▸ Task A:
In the Firefox discussion, please rewrite the paragraph beginning "All I'm saying is think twice" as a short list that keeps its main points.
▸ Task B:
Decide whether each of these statements agrees with the Firefox discussion, and give yes or no with the deciding words quoted from it. (i) The writer is certain that Firefox skips update checks when the detectportal request fails. (ii) Spoofing DNS responses is given as one way a captive portal may redirect you to its login page. (iii) One reply says Firefox is trying to be competitive for the masses.
▸ Task C:
Carry on the Firefox discussion from its last sentence.

▸ Page:

My guess is that Firefox will not try to check for updates or other things if it notices that the detectportal-request was not successful (i.e. the user is not logged into the hotel-wifi or something like this yet).
It also then can prompt the user to go to the captive portal page and log in, without the other redirection methods of the captive portal breaking anything (e.g. if they spoof DNS responses to redirect you to the login page) or the user being confused why they can't use the web despite being in the network.
Then turn those off? These things are a tradeoff for usability, Firefox is trying to be competitive for the masses, I have a feeling your ideal Firefox would feel pretty clunky to someone who's not familiar with tech.
>All of the features above aren't leaking your user data or fingerprinting you, they're assisting you in what the applications purpose is... to make network requests.
And you can prove this how?
All I'm saying is think twice before blindly trusting a tech company, because Mozilla is no longer the fun and friendly company we once knew. They are very much a rank and file data mining company now, generating tons of cash, and being infiltrated by CEO and marketing types.

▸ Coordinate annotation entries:
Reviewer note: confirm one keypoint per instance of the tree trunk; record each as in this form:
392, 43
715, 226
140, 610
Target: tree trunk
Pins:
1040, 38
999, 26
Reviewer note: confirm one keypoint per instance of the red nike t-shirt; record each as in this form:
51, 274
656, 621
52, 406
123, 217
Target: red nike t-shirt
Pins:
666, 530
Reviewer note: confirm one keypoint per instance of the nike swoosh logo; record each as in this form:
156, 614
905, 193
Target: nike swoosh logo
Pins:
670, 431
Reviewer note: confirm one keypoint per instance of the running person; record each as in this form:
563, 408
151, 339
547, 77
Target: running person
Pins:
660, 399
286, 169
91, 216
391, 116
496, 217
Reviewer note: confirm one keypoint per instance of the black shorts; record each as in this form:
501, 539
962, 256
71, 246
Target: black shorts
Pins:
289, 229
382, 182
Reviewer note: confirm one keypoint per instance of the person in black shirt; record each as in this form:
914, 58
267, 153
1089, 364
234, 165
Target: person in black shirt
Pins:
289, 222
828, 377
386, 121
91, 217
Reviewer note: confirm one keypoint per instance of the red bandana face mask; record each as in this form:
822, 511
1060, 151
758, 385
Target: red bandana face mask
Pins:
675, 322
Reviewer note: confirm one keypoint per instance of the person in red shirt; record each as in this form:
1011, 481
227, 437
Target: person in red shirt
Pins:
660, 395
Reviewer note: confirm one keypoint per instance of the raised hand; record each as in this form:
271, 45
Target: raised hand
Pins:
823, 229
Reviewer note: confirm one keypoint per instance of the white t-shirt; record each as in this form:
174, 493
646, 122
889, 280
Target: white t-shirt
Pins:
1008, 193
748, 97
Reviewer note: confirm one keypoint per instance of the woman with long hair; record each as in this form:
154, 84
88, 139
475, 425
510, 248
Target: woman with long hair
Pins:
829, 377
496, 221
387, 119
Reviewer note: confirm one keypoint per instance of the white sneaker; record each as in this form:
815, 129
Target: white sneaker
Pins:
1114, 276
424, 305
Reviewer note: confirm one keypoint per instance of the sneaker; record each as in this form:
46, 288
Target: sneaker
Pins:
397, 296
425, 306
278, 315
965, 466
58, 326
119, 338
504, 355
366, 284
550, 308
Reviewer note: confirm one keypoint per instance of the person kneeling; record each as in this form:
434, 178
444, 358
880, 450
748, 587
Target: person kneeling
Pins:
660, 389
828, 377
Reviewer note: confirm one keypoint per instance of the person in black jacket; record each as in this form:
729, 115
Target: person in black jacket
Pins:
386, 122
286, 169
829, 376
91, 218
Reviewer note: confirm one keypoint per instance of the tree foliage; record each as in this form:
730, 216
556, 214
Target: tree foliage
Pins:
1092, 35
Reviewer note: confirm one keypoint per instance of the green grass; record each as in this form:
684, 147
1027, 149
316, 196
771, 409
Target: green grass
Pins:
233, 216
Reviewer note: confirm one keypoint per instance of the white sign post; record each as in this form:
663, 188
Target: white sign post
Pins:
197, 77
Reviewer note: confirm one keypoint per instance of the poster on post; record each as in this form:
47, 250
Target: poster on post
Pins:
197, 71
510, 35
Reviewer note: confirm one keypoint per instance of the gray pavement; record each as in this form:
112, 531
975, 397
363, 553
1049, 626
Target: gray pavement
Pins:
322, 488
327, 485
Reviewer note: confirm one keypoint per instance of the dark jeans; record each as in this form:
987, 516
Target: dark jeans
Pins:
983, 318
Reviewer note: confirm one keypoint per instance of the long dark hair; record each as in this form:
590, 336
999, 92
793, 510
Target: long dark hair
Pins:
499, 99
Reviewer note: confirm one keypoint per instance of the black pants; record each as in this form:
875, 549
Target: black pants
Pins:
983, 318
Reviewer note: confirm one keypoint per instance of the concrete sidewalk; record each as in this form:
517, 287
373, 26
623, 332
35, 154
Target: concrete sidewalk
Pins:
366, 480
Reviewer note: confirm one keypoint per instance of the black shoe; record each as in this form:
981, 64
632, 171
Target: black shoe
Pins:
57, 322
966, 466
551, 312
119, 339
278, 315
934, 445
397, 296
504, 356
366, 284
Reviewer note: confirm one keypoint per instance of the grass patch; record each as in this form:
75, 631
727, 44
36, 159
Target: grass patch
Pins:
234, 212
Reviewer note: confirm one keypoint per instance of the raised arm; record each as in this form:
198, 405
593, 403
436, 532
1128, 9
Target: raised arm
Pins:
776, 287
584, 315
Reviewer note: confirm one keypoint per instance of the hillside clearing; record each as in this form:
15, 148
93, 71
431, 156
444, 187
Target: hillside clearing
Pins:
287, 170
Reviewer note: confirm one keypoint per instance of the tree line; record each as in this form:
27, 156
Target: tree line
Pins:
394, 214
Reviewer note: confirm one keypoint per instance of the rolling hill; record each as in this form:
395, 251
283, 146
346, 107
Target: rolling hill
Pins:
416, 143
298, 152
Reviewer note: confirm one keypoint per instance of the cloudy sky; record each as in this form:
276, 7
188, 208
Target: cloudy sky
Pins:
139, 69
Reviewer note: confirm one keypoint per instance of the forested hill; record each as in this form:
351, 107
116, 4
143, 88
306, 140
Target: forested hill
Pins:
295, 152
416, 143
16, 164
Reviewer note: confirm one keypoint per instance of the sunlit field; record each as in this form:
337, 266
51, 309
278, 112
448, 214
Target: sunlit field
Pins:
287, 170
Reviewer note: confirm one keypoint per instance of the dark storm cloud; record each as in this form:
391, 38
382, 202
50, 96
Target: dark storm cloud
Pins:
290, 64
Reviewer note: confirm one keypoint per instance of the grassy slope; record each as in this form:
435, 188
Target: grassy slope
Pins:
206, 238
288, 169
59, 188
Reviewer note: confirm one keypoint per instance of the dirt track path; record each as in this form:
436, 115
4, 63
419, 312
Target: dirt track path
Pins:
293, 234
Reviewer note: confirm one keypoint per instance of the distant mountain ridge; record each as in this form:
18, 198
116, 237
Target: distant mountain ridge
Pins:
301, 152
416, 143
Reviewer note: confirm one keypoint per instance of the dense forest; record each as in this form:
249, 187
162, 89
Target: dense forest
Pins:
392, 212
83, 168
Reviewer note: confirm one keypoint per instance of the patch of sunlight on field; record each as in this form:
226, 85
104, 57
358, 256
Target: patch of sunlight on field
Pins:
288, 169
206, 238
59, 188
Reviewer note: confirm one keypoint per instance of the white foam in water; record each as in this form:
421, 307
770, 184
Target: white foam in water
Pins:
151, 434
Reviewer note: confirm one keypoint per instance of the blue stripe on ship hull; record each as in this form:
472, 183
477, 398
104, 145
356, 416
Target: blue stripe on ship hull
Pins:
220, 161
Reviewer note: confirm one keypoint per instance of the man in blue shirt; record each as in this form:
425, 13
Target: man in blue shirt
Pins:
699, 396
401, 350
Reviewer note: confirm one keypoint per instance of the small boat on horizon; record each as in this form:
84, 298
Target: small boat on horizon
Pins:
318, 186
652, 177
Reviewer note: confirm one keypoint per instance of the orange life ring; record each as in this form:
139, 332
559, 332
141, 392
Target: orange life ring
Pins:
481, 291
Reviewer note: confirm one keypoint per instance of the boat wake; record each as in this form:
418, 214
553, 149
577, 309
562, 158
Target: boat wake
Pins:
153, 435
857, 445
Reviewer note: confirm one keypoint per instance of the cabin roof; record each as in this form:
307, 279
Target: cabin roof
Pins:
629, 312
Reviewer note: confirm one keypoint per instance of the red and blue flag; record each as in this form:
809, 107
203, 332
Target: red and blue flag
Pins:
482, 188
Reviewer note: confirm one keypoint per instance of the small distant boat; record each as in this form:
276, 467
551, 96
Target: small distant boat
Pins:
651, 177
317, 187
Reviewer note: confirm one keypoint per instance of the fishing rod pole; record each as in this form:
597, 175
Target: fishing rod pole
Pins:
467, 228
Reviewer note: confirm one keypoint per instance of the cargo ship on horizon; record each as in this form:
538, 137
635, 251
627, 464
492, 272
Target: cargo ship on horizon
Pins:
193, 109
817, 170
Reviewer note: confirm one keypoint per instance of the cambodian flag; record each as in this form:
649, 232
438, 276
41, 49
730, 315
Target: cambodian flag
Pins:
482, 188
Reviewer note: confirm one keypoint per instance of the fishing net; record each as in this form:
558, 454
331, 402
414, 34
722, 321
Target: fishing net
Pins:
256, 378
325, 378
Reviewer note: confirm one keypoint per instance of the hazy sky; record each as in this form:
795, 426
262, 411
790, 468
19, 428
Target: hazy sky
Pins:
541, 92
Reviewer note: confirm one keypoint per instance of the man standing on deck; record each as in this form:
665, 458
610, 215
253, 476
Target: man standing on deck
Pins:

▸ Task output A:
- Think twice before blindly trusting a tech company.
- Mozilla is no longer the fun and friendly company it once was.
- It is now a rank-and-file data mining company generating tons of cash.
- It is being infiltrated by CEO and marketing types.

▸ Task output B:
(i) No: "My guess is that Firefox will not try to check for updates"
(ii) Yes: "if they spoof DNS responses to redirect you to the login page"
(iii) Yes: "Firefox is trying to be competitive for the masses"

▸ Task output C:
Yeah, portal checking and update checking are surely things 99% of people appreciate.
Captive portal popup seems like an obvious UX improvement for 99% of people. I wonder how many people on HN even know how to trigger it if the browser didn't try to do it for you.
Update checking and over the air updates make obvious sense to me given that my mother and girlfriend will click "Remind me tomorrow" for years on the macOS update popup, and there's nothing user-friendly about making it so easy for users use old browser versions.
The rare user can turn both off if they want, so what's the big deal?
That's getting harder and harder as people add HSTS.
There's still neverssl.com, but with the most popular pages using HSTS like Google Facebook and Reddit, captive portal detection is essential for your average user.
Although I wish the IETF would make a standard for doing this at the network level as part of DHCP rather than the current ridiculousness we have. Captive portals are just the buggiest shit.
How often do you open a web browser to then not interact with it? Does it make a meaningful difference if it instead slows down the first request triggered by you to make the captive portal and OCSP checks, and moves the update request to a random time?
Honestly you sound paranoid. What if a dev wants to add instrumentation to make sure a page is loaded? What if you have some weird OS version, CPU, or kernel that might crash 1% of app opens?
A web page is not an app. It is a sandboxed rendered template that should not be able to crash due to a web page nor care about what OS, CPU or kernel the user is running. If a user wants to give that information away, then they should be prompted.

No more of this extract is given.